Excerpts of bounding box records:

━━━

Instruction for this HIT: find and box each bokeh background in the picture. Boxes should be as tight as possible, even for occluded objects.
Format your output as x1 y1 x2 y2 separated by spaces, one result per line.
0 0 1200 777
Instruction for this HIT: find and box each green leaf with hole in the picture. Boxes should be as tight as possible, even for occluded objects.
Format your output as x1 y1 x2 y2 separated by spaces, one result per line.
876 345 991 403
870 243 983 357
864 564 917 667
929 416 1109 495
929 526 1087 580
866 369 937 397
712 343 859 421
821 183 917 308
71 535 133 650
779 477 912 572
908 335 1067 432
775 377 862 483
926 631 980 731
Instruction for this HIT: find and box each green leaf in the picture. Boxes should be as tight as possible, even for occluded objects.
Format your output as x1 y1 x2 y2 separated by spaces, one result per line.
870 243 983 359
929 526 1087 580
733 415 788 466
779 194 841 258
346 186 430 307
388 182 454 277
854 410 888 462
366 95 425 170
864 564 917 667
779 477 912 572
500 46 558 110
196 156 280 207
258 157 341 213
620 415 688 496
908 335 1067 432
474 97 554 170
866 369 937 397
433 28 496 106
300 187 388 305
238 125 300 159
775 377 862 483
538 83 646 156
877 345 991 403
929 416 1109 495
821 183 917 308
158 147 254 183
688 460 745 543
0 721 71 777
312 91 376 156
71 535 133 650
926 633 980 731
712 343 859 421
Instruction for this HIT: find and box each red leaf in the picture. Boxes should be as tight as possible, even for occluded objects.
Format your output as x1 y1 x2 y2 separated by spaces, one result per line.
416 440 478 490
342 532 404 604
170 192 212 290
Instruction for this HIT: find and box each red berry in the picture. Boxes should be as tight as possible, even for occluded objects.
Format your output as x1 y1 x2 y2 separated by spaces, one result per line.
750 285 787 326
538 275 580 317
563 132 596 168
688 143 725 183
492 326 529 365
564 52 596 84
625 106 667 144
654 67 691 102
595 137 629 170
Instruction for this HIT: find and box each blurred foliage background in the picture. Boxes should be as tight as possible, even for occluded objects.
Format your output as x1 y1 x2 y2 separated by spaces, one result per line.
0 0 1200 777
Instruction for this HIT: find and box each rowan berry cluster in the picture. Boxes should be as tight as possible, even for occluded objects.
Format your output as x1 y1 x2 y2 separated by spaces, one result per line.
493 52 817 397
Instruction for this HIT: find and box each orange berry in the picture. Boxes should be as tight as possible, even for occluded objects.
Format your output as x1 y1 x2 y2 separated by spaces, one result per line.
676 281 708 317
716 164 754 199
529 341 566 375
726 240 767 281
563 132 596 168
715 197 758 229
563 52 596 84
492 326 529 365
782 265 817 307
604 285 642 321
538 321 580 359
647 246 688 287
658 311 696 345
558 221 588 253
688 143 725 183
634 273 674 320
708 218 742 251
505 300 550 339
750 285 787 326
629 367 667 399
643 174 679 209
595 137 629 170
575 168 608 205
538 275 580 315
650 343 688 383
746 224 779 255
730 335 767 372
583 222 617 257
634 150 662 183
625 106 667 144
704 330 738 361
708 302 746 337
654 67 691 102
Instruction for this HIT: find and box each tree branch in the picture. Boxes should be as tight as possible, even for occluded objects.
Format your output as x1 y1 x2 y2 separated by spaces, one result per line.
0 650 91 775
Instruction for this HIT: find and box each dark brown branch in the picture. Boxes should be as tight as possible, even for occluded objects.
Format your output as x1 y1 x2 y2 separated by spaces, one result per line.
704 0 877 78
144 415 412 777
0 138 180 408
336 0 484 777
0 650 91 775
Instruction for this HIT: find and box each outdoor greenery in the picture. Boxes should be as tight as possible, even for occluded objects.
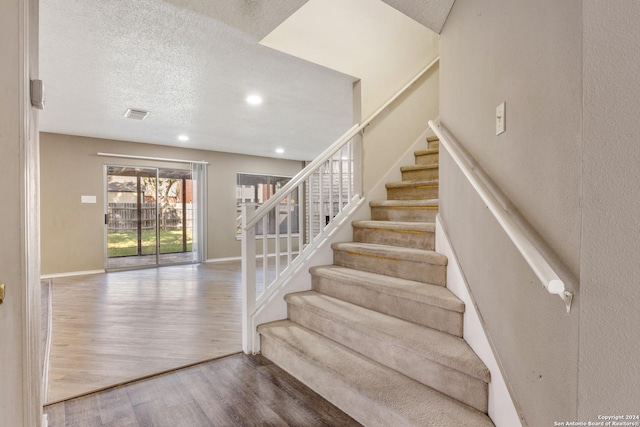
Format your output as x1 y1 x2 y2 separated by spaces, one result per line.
107 230 192 257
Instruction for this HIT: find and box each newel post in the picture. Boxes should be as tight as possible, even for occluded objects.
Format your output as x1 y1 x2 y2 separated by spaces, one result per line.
242 203 256 354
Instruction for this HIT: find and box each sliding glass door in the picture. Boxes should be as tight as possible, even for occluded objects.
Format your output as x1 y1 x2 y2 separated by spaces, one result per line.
105 165 202 270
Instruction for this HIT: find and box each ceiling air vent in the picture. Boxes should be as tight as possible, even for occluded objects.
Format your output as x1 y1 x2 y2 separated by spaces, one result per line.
124 108 149 120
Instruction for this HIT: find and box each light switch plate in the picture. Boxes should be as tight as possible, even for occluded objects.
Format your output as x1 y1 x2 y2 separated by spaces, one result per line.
496 102 507 135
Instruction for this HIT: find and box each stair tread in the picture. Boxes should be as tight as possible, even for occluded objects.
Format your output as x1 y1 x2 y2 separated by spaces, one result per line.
309 265 464 313
385 179 440 189
351 220 436 233
400 163 440 172
369 199 440 208
258 320 493 427
413 148 440 156
331 242 447 265
285 291 491 383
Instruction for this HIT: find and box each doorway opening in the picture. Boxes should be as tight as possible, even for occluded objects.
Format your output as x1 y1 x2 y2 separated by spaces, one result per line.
105 165 200 271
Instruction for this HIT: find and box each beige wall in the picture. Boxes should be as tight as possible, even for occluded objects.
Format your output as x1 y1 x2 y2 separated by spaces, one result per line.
578 0 640 422
40 133 302 274
440 0 582 427
260 0 438 120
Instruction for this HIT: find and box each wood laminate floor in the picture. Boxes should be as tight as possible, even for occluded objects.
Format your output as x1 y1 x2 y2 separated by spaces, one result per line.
47 262 242 404
45 354 360 427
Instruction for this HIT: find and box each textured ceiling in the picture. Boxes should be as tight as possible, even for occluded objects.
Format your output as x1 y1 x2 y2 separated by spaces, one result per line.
40 0 355 160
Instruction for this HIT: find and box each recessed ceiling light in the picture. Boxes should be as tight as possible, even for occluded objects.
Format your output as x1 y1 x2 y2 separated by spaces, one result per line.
247 95 262 105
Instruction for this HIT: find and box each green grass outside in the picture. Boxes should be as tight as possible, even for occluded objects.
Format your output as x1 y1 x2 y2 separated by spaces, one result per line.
107 230 192 257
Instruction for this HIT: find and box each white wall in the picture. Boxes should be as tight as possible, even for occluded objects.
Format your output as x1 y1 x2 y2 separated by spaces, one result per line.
578 0 640 422
40 133 302 275
440 0 582 427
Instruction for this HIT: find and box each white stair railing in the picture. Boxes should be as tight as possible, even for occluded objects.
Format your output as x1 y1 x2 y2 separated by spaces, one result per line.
429 120 573 313
242 57 440 353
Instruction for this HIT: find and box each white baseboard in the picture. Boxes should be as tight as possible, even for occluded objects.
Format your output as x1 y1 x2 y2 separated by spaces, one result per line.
436 215 522 427
40 269 105 279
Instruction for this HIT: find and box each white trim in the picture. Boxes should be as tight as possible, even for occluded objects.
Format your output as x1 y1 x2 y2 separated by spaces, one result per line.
429 120 573 314
18 0 43 426
244 56 440 231
205 251 300 264
40 268 106 279
236 233 300 241
97 153 209 165
436 214 522 427
205 256 242 264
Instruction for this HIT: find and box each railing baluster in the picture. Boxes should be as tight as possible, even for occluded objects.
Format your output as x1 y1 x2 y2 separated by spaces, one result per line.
242 58 439 353
347 138 353 200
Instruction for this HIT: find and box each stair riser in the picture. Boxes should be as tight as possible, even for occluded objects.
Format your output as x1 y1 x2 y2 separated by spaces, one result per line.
353 227 435 251
333 249 447 286
371 206 438 222
288 304 488 412
415 153 439 165
311 275 462 337
260 335 404 427
402 168 438 181
387 185 438 200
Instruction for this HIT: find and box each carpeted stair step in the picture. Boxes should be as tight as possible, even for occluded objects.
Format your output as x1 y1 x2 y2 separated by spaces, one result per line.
258 320 493 427
285 291 491 412
309 265 464 337
413 148 440 165
331 242 447 286
369 199 438 222
385 180 440 200
351 221 436 250
400 163 438 181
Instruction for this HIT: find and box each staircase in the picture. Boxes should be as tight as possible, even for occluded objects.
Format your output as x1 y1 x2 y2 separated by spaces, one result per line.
258 138 493 427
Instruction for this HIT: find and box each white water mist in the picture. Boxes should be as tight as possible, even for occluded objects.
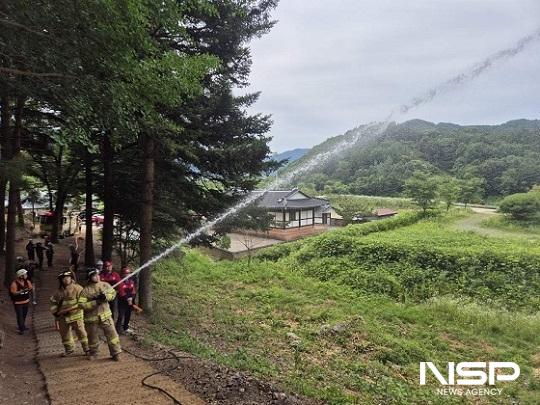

━━━

▶ Exercise: Copy the records verbatim, starting at the line containing "Instruction for this HIT: find and box each white wall" and continuing through the line containing "40 269 105 279".

▶ Worked answer:
Instruction for this HIT: find and box each white wall in the picture. Boxes should be as tight as possible, even for occluded objects.
Format your output as x1 y1 x2 y2 separated by spaces, one result per line.
578 0 640 422
40 133 302 275
440 0 582 427
Instruction for this HIT: find and box each white stair railing in the picture. Boxes should be as tight as possible, even for occluded objects.
Format your output as x1 y1 x2 y2 separated by spaces, one result per line.
429 120 573 313
242 57 440 353
Instruction for this HIT: find and box each white baseboard in the picture. Boxes should be as tight as possible, even for occluded objects.
Format your output as x1 y1 x2 y2 separated by spaces, one result per line.
436 215 522 427
40 269 105 279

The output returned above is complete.